▶ _TASKS TO COMPLETE_
a - In the school newsletter, on what day is the Voyager Book & Media Sale held?
b - Write out the records verbatim, from their first line through the line containing "Outline every instance".

▶ _SELECTED EXTRACT_
------------------------------------------------------------
Friday, September 30, 2016

Week of September 26-30

TA’s Notes:
***Please do not send in any food to be shared among Voyager students***


Dates to Remember:
Wednesday, October 12th - No School
Saturday, October 15th, 8am - 11am Williston School Fall Fest
Thursday, October 20th - ⅞ Parent Conferences Thu 7/8 Conference
Friday, October 21st - ⅚ and ⅞ Parent Conferences (No School) Fri 5/6 Conference                 
        Fri 7/8 Conference                                                                       
Monday, October 24th - ⅚ Parent Conferences Mon 5/6 Conference
Friday, October 28th - ⅚ Field Trip to State House, Supreme Court and VT Historical Museum
Friday, Nov. 4th - Voyager’s Book & Medial Sale Set-up
Saturday, Nov. 5th - Voyager’s Book & Media Sale


***8th Grade Families***
Saturday, October 15th from 8am - 11am at WCS will be the first 8th Grade Trip Fundraiser, a Williston School Fall Fest- Pancake Breakfast & Touch-A-Truck Event with Williston Police, Fire & More
8th grader students and families are needed as volunteers for this fundraising event in order to keep trip cost low or none!!  click HERE to sign-up!
Proceeds from this event will benefit the WCS 8th Grade Trip and Williston Foodservice.
------------------------------------------------------------
▶ _DATA IN THIS EXERCISE_
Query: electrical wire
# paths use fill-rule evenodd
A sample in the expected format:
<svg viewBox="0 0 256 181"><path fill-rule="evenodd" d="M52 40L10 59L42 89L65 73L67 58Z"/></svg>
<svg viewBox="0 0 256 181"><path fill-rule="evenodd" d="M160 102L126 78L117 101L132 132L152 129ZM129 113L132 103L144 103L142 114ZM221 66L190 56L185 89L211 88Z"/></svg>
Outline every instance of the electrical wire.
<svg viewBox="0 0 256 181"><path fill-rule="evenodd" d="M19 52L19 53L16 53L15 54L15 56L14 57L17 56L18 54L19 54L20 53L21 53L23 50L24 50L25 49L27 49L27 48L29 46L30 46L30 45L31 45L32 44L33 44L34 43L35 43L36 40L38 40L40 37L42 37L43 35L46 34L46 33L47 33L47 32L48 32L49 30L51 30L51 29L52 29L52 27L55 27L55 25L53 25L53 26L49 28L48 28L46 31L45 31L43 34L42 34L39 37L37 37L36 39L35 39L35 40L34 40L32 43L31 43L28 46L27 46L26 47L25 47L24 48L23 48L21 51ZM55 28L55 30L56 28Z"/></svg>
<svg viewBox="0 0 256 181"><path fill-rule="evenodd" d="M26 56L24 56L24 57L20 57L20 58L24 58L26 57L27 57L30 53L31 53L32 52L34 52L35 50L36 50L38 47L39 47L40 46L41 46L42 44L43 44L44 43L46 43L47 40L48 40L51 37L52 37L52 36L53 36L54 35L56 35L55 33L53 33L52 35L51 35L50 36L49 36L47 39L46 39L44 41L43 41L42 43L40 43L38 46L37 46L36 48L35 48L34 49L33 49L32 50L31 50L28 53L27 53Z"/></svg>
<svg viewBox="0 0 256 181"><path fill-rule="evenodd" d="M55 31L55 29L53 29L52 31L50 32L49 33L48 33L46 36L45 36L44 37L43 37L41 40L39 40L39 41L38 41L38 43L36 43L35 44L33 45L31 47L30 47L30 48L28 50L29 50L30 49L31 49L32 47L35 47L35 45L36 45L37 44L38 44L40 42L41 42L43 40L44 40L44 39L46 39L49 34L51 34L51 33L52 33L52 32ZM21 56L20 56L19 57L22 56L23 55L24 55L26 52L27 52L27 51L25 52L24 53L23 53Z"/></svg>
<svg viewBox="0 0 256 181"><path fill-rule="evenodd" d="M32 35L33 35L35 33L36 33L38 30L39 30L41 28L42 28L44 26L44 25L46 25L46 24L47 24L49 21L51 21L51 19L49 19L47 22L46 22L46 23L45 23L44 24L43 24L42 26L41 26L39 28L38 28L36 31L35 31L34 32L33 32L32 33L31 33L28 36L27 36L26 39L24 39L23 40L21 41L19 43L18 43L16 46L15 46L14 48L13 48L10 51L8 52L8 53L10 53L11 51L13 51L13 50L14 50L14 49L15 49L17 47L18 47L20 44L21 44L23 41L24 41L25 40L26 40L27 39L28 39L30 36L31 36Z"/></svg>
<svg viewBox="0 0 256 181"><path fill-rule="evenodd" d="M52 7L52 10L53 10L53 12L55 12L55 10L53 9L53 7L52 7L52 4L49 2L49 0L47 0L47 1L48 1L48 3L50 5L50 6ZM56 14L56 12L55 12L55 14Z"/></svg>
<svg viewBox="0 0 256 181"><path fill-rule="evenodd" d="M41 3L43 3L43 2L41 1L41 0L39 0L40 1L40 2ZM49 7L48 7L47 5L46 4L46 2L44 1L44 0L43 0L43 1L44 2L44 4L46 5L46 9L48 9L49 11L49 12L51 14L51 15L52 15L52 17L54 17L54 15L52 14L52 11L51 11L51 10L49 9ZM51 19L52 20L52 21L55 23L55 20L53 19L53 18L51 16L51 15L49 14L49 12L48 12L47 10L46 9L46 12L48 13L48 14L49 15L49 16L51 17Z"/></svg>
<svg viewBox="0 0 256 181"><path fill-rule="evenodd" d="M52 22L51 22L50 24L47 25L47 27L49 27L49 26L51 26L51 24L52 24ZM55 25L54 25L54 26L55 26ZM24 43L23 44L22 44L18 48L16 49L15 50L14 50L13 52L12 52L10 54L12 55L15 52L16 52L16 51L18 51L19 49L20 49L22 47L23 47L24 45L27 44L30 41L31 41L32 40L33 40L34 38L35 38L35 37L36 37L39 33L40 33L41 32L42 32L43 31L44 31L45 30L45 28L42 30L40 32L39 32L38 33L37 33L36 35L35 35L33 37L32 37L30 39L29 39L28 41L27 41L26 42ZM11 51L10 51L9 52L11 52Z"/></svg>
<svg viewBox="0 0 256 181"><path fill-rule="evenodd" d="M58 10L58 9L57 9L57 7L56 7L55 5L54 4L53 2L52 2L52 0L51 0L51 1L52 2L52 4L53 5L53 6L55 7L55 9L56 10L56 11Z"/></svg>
------------------------------------------------------------
▶ _EXERCISE SOLUTIONS_
a - Saturday, Nov. 5th.

b -
Query: electrical wire
# paths use fill-rule evenodd
A sample in the expected format:
<svg viewBox="0 0 256 181"><path fill-rule="evenodd" d="M52 40L10 59L42 89L65 73L67 58Z"/></svg>
<svg viewBox="0 0 256 181"><path fill-rule="evenodd" d="M160 102L126 78L117 101L132 132L152 129ZM129 113L132 103L144 103L142 114ZM221 66L190 56L185 89L211 88Z"/></svg>
Outline every instance of the electrical wire.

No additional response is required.